> ИСХОДНЫЙ ОТРЫВОК
• • • •

Об отце мне не рассказывали ни мать, ни дед, у которого я вырос. Само собой разумеется, что я не спрашивал о нем. А так как он, очевидно, ничего не хотел обо мне знать, я и в дальнейшем не считал возможным разыскивать отцовские следы. Лишь после второй войны (так у автора. — Прим. ред.), когда мне уже было за тридцать и я думал, что для репатриации понадобятся точные данные о родителях, я осмелился обратиться к матери (осторожно спросив ее об этом в письме). Она тотчас же прислала записку, на которой стояло имя отца: Йон Мёллер из Гамбурга.

7 июня 1961 года я получил письмо от двоюродного брата, о существовании которого я ничего не знал. Шумиха, поднятая общественностью, возбудила его любопытство, и он занялся расследованием. Он успел уже побывать в Любеке у моей матери и убедился в том, что мой отец, Йон Мёллер, был братом его матери. Я узнал, что отец умер в сентябре 1958 года в Гамбурге, всю свою жизнь проработал бухгалтером, а ранение, полученное во время первой мировой войны, ослабило его память. Это обстоятельство, возможно, должно было смягчить мое отношение к отцу, который (вновь обретенный кузен знал это якобы от второй сестры моего отца) неоднократно высказывал желание услышать о своем любекском сыне, но ничего для этого не предпринимал. Через два дня после моего рождения, 18 декабря 1913 года, я был записан как Герберт Эрнст Карл Фрам в метрическую книгу ганзейского города. То, что его сын в 1957 году стал правящим бургомистром Берлина, отец так и не узнал. Предвыборные кампании, которые по-настоящему могли бы привлечь его внимание, начались тогда, когда я решил стать канцлером. Во всяком случае, мой двоюродный брат Герд Андре рассказывал, что Йон Мёллер считался «необыкновенно» способным и хотел стать учителем. Он обладал «исключительной» глубиной души и, несмотря на свое сравнительно скромное положение, был настоящей личностью и производил на всех знакомых сильное впечатление. Моя мать, работавшая продавщицей в «конзуме» (кооперативном магазине от профсоюзов. — Прим. ред.), когда мне было четырнадцать лет, вышла замуж за каменщика из Мекленбурга. Я называл его дядей.

• • • •

> ВЫДЕРЖКИ ИЗ ЗАПИСЕЙ

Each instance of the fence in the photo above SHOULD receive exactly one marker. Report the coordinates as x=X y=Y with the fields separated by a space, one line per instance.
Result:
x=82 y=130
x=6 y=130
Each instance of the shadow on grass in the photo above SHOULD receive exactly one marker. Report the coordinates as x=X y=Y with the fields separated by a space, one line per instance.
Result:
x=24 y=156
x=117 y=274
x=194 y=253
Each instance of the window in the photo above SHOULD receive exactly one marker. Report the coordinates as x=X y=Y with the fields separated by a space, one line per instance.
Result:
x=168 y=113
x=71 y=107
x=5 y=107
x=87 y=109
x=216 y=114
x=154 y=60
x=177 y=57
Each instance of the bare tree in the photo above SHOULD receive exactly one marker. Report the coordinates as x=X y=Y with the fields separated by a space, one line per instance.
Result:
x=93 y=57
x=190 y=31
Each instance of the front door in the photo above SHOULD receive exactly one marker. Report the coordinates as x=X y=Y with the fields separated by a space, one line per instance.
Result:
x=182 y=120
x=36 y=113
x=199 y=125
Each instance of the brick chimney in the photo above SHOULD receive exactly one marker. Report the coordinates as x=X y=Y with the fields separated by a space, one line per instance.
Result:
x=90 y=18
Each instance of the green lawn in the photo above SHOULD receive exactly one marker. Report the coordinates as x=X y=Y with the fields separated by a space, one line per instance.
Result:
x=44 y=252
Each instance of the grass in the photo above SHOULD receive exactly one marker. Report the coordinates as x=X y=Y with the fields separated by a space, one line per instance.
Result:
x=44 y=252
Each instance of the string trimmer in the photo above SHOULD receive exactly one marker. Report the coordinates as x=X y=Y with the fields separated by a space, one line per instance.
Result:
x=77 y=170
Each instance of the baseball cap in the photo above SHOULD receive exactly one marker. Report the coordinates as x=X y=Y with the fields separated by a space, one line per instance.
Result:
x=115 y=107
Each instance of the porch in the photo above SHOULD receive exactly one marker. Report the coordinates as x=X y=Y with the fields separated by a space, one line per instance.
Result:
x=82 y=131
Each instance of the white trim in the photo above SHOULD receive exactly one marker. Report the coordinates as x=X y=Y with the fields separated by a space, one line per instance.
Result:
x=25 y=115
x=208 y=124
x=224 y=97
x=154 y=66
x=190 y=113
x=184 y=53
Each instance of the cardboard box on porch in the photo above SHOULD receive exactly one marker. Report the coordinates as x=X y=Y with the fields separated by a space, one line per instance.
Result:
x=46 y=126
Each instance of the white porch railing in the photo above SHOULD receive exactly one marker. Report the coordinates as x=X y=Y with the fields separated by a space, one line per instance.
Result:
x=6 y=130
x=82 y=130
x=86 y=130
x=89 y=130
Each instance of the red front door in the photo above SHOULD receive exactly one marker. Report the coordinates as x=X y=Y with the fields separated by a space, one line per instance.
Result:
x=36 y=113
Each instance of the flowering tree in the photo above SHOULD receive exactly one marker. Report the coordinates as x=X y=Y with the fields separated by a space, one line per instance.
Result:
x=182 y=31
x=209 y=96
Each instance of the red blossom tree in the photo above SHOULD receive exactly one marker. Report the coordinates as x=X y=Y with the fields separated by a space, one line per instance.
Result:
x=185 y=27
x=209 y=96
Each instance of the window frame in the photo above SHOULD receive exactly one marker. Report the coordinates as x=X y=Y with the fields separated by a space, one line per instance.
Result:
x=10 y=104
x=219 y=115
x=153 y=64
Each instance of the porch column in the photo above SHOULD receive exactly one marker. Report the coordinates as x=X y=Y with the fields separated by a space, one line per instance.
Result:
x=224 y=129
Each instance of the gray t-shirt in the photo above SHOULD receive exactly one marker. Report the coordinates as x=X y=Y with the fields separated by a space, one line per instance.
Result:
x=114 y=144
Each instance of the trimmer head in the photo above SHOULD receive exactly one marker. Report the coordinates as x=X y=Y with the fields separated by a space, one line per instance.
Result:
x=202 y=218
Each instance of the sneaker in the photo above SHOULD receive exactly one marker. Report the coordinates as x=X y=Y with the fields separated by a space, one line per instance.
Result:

• • • •

> ПИСЬМЕННЫЕ ЗАДАНИЯ
(a) Перепишите без изменений часть отрывка об отце: от слов «Об отце мне» до слов «Мёллер из Гамбурга.» включительно.
(b) Напишите продолжение отрывка об отце, начав сразу после его последнего предложения.
Записи для работы не понадобятся.

> РЕЗУЛЬТАТЫ УПРАЖНЕНИЯ
(a)
Об отце мне не рассказывали ни мать, ни дед, у которого я вырос. Само собой разумеется, что я не спрашивал о нем. А так как он, очевидно, ничего не хотел обо мне знать, я и в дальнейшем не считал возможным разыскивать отцовские следы. Лишь после второй войны (так у автора. — Прим. ред.), когда мне уже было за тридцать и я думал, что для репатриации понадобятся точные данные о родителях, я осмелился обратиться к матери (осторожно спросив ее об этом в письме). Она тотчас же прислала записку, на которой стояло имя отца: Йон Мёллер из Гамбурга.

(b)
Дедушка Людвиг Фрам, который меня воспитывал, к которому я обращался «папа» и которого даже в моем аттестате зрелости пришлось обозначить в качестве отца, родился в 1875 году в расположенном по соседству Клютце. В 1934 году во время встречи в Копенгагене дядя Эрнст, брат моей матери, довершил семейную неразбериху, намекнув, что Людвиг Фрам, вероятно, не был родным отцом моей матери. В старом Мекленбурге — моя мать родилась в 1894 году — будто бы часто случалось так, что батрачке приходилось исполнять волю помещика, который обладал правом первой ночи. В данном случае это относилось к будущей жене Людвига Фрама, которую я не знал, так как она умерла еще молодой. Его вторую жену, которую я называл «тетей», я терпеть не мог. В начале века батрак Фрам переехал в город и стал зарабатывать себе на хлеб, работая водителем грузовика. Это было для него огромным скачком в жизни. Все его честолюбие было направлено на то, чтобы я достиг большего, чем он и его падчерица Марта, которую он тоже воспитывал, как родную дочь. Это честолюбие поднимало деда высоко над уровнем своего класса.

В мужской неполной средней школе Святого Лоренца, которую я посещал в течение семи лет, я научился литературному немецкому языку — дома разговаривали на нижненемецком диалекте. Оттуда в 1927 году меня перевели в реальное училище, а год спустя с помощью одного требовательного учителя и поощрявшего меня деда — в гимназию «Иоганнеум», которая не вывела меня из замкнутого мира пролетарской культуры (для этого мои семейные корни были слишком глубоки), но своевременно заставила меня утвердиться в том, что функционеры рабочего движения, как правило, проявляли самоуверенность только среди своих. А разве их боязнь соприкоснуться с буржуазным миром не являлась одной из причин их неудачи?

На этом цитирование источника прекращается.